Problem to work on -> Pick out every line in the items below that contains the word "return", and copy each of those lines. Letter case matters, so only count matches with the same capitalization.

Entries shown ->

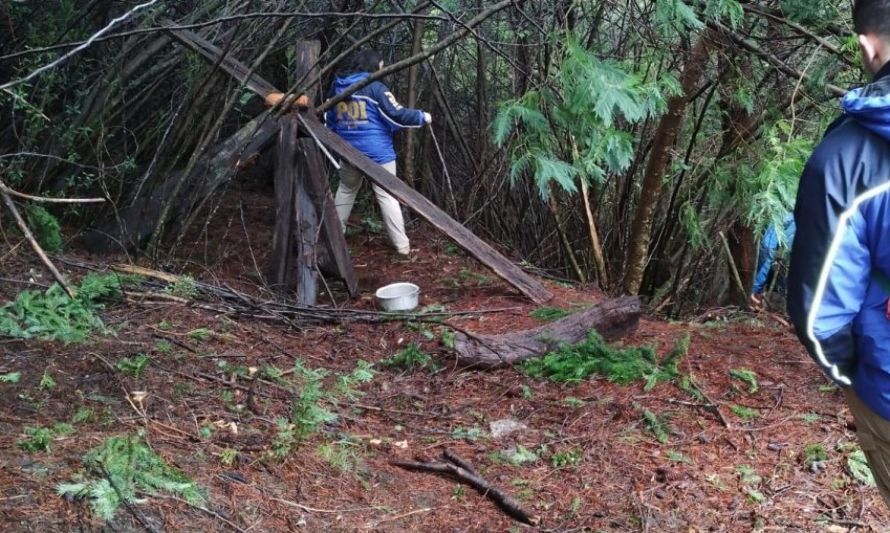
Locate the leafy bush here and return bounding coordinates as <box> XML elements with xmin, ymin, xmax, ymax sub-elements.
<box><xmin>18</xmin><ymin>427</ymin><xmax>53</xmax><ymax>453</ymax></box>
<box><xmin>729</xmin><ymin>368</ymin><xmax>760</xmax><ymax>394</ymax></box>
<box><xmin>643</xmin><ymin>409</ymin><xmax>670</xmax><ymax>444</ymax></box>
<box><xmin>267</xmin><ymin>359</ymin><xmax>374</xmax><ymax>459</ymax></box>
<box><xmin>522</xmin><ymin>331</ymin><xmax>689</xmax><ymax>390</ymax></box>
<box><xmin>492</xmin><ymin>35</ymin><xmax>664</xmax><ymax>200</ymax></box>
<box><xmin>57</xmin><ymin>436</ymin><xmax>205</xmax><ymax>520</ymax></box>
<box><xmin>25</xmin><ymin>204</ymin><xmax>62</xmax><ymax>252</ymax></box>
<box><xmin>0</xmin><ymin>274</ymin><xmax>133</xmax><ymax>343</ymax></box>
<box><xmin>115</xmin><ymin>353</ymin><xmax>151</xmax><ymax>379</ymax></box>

==

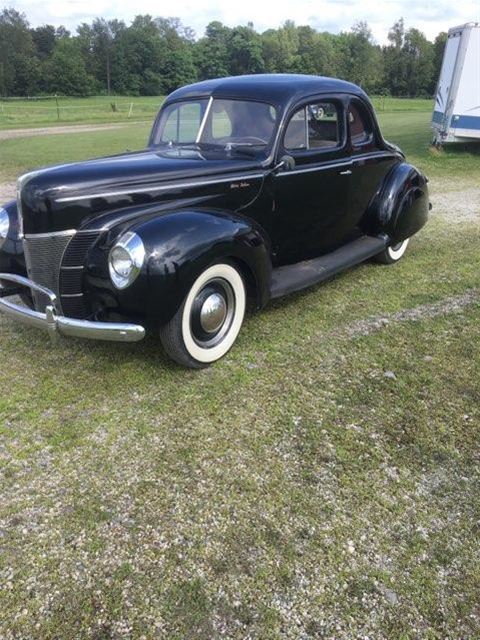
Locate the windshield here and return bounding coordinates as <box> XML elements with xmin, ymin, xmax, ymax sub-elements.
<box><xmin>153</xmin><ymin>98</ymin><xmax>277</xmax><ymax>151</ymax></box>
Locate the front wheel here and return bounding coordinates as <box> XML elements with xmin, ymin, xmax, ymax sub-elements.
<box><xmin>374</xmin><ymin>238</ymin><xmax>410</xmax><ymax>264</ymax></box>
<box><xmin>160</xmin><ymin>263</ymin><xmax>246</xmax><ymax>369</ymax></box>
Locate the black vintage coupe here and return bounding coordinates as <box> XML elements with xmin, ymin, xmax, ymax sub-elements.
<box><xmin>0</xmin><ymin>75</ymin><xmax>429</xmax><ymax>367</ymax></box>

Solution ->
Locate the leafy bush here and return bounding coordinates as <box> XML elements with xmin, ymin, xmax, ymax sub-elements.
Locate the windshield here and return bounding coordinates as <box> XML elements with xmin, ymin, xmax, ymax sub-elements.
Locate the front wheel here and return bounding coordinates as <box> XML elements with xmin, ymin, xmax, ymax sub-elements.
Locate the black vintage coupe here and return bounding coordinates as <box> XML elements with xmin, ymin, xmax, ymax sub-elements.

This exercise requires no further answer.